DOCUMENT EXCERPT: Begin

REVIEW: “Clearly Lettered in a Mostly Steady Hand” by Fran Wilde

Review of Fran Wilde, “Clearly Lettered in a Mostly Steady Hand”, Uncanny Magazine 18 (2017): Read Online. Reviewed by Jodie Baker.

Uncanny Issue 18 is certainly high on horror, and Fran Wilde’s “Clearly Lettered in a Mostly Steady Hand” should be your top choice if you’re looking for a scary read. It’s a disturbing, opaque trip into an old-fashioned freak show; directed by one of the people who plays a part in the show. The reader is personally engaged at every step as the narrator addresses all their instructions on how to progress through the show to ‘you’. This encourages the reader to quickly insert themselves into the story, and to experience all of Wilde’s cleverly crafted horror up close. As the narrator draws the reader on through a selection of increasingly disturbing scenes, this use of the word ‘you’, which is both impersonal and personal, enhances the story’s creepy power.  

“Clearly Lettered in a Mostly Steady Hand” feels reminiscent of Alyssa Wong’s style. It’s darkly bitter, and visits quite perfect, and quite disturbing, magical punishment on those who do wrong. Let’s just say ‘you’ do not come out of this encounter well. It’s not quite a revenge story; the punishment is too impersonal to call it revenge. It’s more about punishing society for their stares, words, and medical experiments. Punishing slowly; one person at a time. The reader is left with the feeling that the narrator will always remain, and that they have eternity to teach visitor after visitor a lesson.

And oh that narrator is tricky. They open the story by seeming to show the reader a safe way through the exhibitions. However, once the story is finished, it becomes clear that they planned to trap their visitor all along. ‘Your hands are beautiful, did you know that?’ has never been quite so chilling.

DOCUMENT EXCERPT: End

■ ASSIGNED TASK 1 ■
In the review, duplicate the passage starting with "And oh that" and going on through "quite so chilling.".
■ ASSIGNED TASK 2 ■
According to the review, whose style does the story feel reminiscent of?
You won't need the material after the review.

DATA EXCERPTS: Begin

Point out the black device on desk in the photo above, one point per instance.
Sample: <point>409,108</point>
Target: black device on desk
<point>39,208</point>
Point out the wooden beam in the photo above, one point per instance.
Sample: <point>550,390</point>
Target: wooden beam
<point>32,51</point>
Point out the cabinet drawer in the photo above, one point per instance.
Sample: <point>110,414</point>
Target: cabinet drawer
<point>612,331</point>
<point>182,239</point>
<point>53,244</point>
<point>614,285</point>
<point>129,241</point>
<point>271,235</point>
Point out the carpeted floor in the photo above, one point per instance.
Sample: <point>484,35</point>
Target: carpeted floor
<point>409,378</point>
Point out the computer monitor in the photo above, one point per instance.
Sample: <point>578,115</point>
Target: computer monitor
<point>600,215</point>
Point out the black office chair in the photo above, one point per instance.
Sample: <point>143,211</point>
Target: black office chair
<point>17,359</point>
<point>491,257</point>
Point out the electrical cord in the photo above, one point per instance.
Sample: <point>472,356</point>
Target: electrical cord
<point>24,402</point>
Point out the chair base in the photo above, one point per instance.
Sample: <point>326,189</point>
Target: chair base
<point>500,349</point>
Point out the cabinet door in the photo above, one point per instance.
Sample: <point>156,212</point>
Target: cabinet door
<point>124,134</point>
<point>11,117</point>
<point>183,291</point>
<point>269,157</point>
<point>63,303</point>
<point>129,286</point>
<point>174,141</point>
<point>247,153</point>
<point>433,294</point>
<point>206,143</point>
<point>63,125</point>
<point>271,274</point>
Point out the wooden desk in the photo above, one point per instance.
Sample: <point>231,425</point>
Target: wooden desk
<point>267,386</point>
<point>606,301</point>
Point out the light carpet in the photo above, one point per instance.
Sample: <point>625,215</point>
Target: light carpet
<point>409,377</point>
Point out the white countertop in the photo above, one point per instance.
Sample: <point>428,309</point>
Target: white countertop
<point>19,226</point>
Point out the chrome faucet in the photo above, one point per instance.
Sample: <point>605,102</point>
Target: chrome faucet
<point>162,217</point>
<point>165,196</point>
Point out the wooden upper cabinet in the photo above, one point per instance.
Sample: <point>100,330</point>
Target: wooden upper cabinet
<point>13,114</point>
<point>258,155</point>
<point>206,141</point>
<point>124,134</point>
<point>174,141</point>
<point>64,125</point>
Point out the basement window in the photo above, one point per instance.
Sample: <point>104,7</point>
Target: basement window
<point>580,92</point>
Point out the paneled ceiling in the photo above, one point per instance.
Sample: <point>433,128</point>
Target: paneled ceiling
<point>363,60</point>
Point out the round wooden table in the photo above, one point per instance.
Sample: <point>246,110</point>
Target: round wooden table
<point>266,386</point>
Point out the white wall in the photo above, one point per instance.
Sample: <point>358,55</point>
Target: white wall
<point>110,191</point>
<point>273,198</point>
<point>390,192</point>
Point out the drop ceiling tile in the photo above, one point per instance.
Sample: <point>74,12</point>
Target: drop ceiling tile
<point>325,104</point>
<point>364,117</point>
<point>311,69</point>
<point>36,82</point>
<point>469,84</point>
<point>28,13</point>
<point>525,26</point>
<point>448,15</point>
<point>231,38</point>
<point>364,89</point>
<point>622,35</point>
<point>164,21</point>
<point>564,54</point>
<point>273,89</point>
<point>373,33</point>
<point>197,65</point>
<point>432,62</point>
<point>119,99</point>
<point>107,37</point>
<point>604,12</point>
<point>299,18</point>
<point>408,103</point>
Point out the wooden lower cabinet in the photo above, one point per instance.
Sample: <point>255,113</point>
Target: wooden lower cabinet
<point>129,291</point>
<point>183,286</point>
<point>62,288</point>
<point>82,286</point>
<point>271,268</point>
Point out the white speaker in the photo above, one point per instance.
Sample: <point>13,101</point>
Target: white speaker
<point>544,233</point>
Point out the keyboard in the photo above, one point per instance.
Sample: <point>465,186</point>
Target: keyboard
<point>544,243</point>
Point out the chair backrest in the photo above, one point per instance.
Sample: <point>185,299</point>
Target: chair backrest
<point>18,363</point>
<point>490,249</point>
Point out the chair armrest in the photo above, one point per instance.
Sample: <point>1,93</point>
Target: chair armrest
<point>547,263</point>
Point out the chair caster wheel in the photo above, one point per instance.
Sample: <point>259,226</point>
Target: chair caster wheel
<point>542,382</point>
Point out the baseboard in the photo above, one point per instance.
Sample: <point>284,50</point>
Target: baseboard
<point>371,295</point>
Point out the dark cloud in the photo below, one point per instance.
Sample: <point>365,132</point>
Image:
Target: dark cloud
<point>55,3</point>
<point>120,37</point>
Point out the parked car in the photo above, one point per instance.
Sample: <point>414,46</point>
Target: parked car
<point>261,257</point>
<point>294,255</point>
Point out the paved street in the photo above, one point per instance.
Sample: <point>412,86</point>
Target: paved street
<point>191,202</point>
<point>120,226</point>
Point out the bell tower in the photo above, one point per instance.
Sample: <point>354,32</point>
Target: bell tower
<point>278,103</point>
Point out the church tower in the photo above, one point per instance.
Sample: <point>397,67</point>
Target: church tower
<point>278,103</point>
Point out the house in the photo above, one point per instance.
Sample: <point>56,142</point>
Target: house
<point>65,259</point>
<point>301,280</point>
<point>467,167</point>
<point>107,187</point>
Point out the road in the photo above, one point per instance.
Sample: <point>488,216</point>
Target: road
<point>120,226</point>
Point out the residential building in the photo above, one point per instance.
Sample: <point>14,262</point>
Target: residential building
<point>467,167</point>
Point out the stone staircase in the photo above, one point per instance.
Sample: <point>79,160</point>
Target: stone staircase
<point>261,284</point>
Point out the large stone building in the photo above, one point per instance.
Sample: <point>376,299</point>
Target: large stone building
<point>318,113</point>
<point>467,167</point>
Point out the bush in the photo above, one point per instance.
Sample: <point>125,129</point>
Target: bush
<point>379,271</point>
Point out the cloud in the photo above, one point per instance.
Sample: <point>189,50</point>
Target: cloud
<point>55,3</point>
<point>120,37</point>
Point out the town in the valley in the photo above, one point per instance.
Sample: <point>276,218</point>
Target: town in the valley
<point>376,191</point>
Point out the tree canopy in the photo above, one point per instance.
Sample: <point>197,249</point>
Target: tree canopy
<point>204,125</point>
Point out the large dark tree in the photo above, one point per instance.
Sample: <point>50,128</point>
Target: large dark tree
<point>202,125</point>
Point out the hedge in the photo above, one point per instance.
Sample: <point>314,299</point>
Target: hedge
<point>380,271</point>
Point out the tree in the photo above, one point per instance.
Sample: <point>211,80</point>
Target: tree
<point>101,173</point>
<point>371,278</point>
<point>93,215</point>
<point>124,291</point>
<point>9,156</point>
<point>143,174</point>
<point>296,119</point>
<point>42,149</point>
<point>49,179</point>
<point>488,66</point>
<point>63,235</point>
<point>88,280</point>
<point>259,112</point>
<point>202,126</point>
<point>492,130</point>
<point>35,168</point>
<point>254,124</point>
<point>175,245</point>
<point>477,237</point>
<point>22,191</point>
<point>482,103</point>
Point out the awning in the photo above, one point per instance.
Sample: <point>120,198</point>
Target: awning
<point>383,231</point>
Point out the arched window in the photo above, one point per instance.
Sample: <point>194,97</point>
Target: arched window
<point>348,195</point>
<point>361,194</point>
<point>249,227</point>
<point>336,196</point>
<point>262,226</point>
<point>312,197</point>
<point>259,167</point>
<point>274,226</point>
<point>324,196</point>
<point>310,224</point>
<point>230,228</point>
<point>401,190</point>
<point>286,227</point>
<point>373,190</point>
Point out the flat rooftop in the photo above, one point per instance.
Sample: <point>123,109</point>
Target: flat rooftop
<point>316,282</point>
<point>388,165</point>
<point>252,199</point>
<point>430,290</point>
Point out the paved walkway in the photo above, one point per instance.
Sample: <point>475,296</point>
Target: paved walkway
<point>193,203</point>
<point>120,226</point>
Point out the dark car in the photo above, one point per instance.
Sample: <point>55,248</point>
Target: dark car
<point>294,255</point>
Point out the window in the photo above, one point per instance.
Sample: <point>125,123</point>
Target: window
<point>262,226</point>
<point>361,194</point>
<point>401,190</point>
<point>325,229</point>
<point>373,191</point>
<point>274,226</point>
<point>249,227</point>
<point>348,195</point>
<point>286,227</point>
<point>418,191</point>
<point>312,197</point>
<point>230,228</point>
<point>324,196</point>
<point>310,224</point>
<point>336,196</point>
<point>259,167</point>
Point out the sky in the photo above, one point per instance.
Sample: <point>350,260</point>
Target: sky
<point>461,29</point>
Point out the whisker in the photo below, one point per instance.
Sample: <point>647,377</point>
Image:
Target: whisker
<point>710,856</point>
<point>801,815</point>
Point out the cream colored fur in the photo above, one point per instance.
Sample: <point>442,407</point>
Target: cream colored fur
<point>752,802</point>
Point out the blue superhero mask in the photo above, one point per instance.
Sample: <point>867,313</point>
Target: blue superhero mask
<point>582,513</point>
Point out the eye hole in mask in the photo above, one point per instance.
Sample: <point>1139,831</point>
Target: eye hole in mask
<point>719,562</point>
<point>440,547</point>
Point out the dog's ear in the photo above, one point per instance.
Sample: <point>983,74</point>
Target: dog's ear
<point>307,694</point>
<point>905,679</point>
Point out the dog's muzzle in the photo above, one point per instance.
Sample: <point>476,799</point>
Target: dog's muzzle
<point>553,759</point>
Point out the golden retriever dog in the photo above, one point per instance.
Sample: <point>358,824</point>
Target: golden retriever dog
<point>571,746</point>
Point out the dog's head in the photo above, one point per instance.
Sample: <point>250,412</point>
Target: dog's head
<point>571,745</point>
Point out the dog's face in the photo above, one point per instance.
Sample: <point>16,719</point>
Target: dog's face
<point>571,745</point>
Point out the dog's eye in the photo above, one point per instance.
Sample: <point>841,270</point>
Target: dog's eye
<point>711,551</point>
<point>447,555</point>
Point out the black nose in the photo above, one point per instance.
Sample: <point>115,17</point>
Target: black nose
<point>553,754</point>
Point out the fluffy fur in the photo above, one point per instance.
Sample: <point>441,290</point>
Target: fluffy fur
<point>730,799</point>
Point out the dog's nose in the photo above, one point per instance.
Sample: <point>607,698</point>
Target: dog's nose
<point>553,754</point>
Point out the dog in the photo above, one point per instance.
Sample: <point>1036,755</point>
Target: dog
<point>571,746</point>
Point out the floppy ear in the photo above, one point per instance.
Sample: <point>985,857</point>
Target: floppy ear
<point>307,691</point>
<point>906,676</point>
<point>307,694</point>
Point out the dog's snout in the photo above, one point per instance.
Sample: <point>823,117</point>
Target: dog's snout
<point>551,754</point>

DATA EXCERPTS: End

■ WRITTEN SOLUTION 1 ■
And oh that narrator is tricky. They open the story by seeming to show the reader a safe way through the exhibitions. However, once the story is finished, it becomes clear that they planned to trap their visitor all along. ‘Your hands are beautiful, did you know that?’ has never been quite so chilling.

■ WRITTEN SOLUTION 2 ■
Alyssa Wong's